**LIST OF TASKS**.
a) Answer these questions from the text on the Royal Palace of Aranjuez, one per line:
(i) In what year was the iron fence closing the patio added?
(ii) From which nearby place did the white stone for the main staircase come?
(iii) About how many rooms are open to the public?
b) Carry the text on the Royal Palace of Aranjuez further, picking up after its final sentence.

**TEXT TO READ**.
==========

Royal Palace of Aranjuez

Portada Aranjuez

As one website put it “after two hundred years of works and projects, four centuries of use and two reigning dynasties, the Palace of the Austrias and Bourbons has found a new destination as a museum of itself“. However, it is still also one of the official residences of the Spanish royal family.

The Austrias was the old Spanish name used for the Habsburg Dynasty. The House of Bourbon was a dynasty that originated in the Kingdom of France as a branch of the Capetian dynasty.

Aranjuez Plan

Above we have the plan of the palacio as a visitor or tourist would see it.

The visit starts when you walk across the ‘Plaza de las Parejas‘ towards the south side (right wing) of the palacio. This is home to the security checks, ticket office, and shop (I think rooms no.1 through no.5 on the map). Walking through the open arches seen below, the entrance is in the building on the left. I have read that the name ‘las Parejas‘ comes from the equestrian shows held there by the nobility, and in which the parades were by pairs.

Aranjuez Entrance

With your ticket you walk out into the ‘patio de honor‘ or ‘Patio de Armes’, and the main entrance is through the door on the right of the main façade. As a reminder it was Francesco Sabatini (1722-1797) who was ordered to enlarge the palacio with the two additional wings, largely for practical reasons. Carlos III needed more space for the great number of courtiers that followed the royal movements from palacio to palacio. He thus created the vast ‘patio de honor‘, even if the iron fence closing the patio, as originally imagined by Sabatini, was only added in 1974.

A courtier was someone who served as an attendant or assistant to a member of a royal family.

Arenjuez Facade

The main entrance created by Santiago Bonavía, was later extended forward by Sabatini.

Almost the entire main floor of the central part of the building is open to the public. The rooms follow a logical continuity and there are around 32 rooms that are open to the public, and the visit ends back at the main staircase. The rooms are all fully furnished and decorated, and the most interesting (according to tour operators) are the dining room, the ballroom and when it comes to the decoration, the Arab room and the porcelain room.

Escalera de Honor

Aranjuez Staircase

So visit starts and ends with the main staircase (escalera principal or better still Escalera de Honor) by Bonavia. This Baroque-style imperial staircase was built with white stone from nearby Colmenar de Oreja, and was finished in 1745. The handrails are made of black iron with golden ornaments and is typical of the Rococo style that was popular at that time. From the ceiling hangs a large chandelier of gilded bronze and glass from La Granja modelled in the later Empire style.

==========

**LISTED ENTRIES**.

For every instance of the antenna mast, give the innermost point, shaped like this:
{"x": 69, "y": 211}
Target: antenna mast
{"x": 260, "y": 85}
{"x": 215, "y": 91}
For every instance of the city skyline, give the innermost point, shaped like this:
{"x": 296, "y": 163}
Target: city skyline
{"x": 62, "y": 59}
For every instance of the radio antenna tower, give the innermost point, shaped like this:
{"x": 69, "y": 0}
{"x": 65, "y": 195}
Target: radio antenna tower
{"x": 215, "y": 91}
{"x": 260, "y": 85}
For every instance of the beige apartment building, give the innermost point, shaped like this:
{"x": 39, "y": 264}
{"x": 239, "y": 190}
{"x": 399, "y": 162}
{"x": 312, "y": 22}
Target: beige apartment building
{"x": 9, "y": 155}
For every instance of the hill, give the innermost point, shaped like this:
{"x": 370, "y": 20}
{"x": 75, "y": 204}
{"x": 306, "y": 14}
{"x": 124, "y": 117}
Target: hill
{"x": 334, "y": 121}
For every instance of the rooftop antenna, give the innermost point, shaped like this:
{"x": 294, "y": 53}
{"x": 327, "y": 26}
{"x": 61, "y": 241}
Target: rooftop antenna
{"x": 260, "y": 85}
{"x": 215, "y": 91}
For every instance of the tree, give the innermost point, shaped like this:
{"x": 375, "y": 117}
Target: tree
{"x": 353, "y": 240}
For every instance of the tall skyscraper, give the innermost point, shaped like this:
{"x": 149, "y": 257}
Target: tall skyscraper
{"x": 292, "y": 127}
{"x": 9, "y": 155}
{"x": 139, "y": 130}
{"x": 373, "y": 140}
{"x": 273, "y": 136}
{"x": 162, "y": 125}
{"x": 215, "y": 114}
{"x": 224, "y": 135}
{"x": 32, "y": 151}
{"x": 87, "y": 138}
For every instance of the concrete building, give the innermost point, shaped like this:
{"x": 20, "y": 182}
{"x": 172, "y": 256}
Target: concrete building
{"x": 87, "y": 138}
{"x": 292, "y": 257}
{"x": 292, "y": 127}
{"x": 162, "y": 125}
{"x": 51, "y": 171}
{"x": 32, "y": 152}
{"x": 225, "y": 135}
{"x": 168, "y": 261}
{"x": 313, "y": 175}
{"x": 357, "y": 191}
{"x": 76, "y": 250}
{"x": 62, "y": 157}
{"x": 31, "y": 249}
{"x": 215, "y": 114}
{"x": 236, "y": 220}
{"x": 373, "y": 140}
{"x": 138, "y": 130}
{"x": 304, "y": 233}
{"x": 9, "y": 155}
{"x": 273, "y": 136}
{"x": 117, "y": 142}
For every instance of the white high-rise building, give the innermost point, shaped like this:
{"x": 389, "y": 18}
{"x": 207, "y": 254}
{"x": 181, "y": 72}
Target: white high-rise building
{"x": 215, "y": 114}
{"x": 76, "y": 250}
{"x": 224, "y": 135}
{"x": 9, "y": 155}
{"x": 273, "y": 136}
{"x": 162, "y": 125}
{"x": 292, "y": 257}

==========

**THE RESULTS**.
a)
(i) 1974
(ii) Colmenar de Oreja
(iii) Around 32

b)
The entrance is in fact the most monumental room in the palacio. Bonavia had inherited a design from the architect Pedro Caro Idrogo, but he decided to build it wider and higher than originally planned. The staircase was finished in 1745, but the roof decoration was never finished. In 1851 Isabel II (1830-1904), who was the last to actually live in the Royal Palace of Aranjuez, inaugurated the third railway line in Spain, connecting Madrid and Aranjuez. On the day of the inauguration, the locomotive and the convoy carrying the Queen and her entourage arrived directly at the palace lobby, below the main staircase. The last rails of the line were made of silver. That same year, the sovereign ordered the decoration of the main staircase with trompe l’oeil, in the style of the train stations of the time. This decoration was plastered over in 1958, because it married badly with the so-called ‘solemnity of Francoism’. It was restored in all its glory in 2008.

Aranjuez Escalera Principal

It is interesting to note that the staircase was just one element in the work that Bonavia (Director de las obras reales) had undertaken on the palacio. In 1741 he wrote complaining that it was impossible to ‘keep in check’ 250 stonemasons and other workers, and in particular when some were not ‘men who knew their trade’ (and later he would have 400 men working on the site).

The visit starts

The original interiors of the Habsburg Monarchy of Spain (1516-1700) are really no longer visible. The visit to the Palace of Aranjuez today is, above all, a kind introduction to the art of the Court of the Bourbons in Spain, where the Italian and French styles achieve a certain balance. Although the great porcelain pieces and the ceiling decorations bear an Italian stamp, the French, through the Empire style, dominate the furnishing.


We are going to breakdown our visit into a few ‘easier to handle’ chunks, starting with rooms 11 to 18, in the part often linked with Felipe II. Rooms 19-24 are not part of the normal visit.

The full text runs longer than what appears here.